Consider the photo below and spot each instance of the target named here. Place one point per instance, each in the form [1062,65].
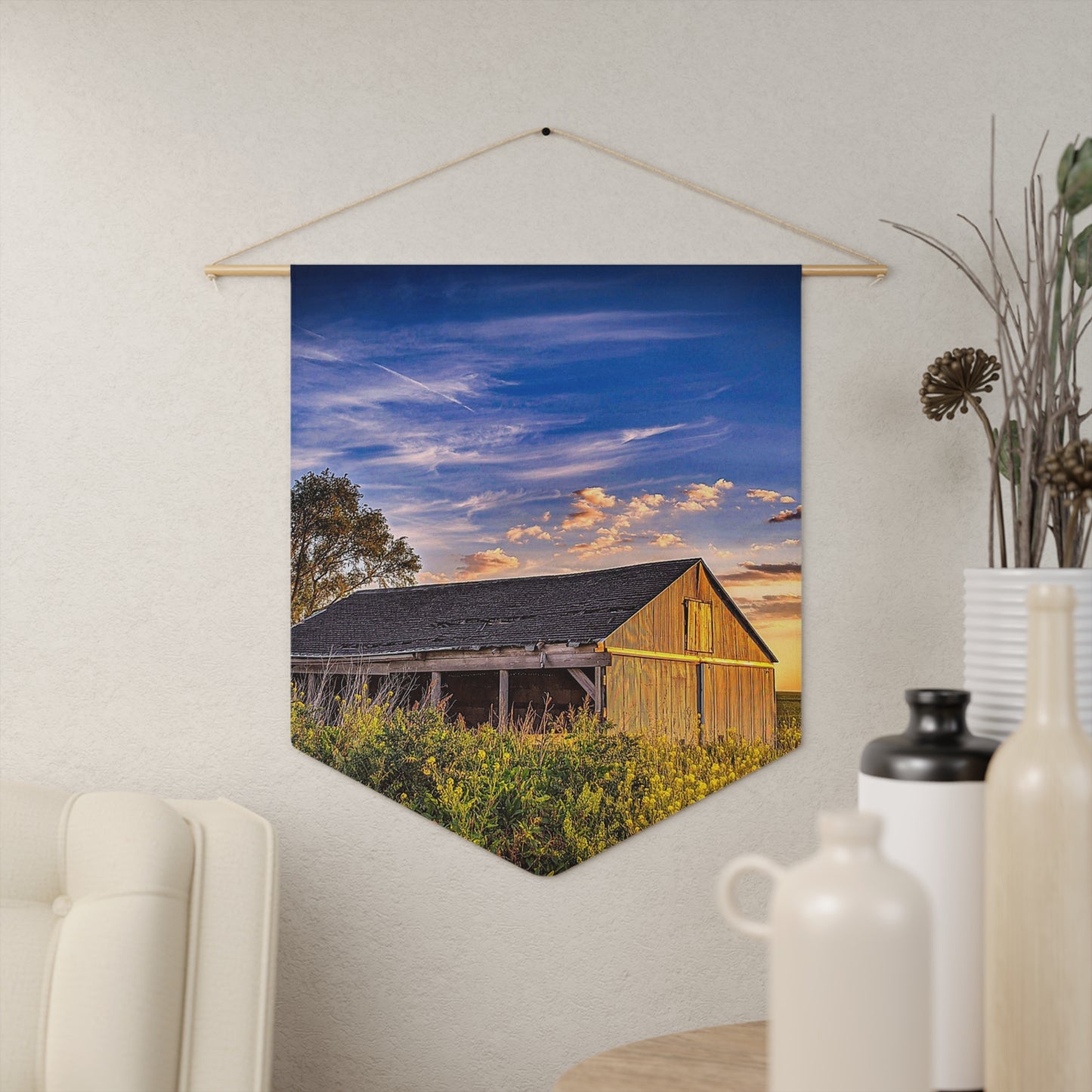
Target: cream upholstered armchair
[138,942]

...

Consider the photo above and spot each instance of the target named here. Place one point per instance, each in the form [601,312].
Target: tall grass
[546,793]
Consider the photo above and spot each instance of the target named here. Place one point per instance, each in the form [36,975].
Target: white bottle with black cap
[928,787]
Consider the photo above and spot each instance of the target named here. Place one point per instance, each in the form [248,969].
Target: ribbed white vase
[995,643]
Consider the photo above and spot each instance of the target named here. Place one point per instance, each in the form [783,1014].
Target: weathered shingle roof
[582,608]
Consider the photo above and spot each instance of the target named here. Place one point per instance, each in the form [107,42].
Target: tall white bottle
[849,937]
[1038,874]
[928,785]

### Task to carry out
Please locate every line in the data above that contains the word "Consider" with the same capitalization, and copy each of those lines.

### Result of this exercise
Consider the photo below and spot each instance of the target named here. Place one point per instance, each in the form [1062,65].
Consider the photo above and spot each instance of the target named here. Place one point per instance, each in the form [601,312].
Consider the photo above and spot each instance of the target named here. Place one point per instance, each in the form [36,975].
Consider the photo above and spot each instance of the target named here. Place one point per instance, each in the form [248,969].
Consider the photo above and spot each instance of the target named here. Place one point per instance, each in the form [783,1014].
Consider the photo above and spot each instance of the target named here. Place one point per instance, each in the form [107,42].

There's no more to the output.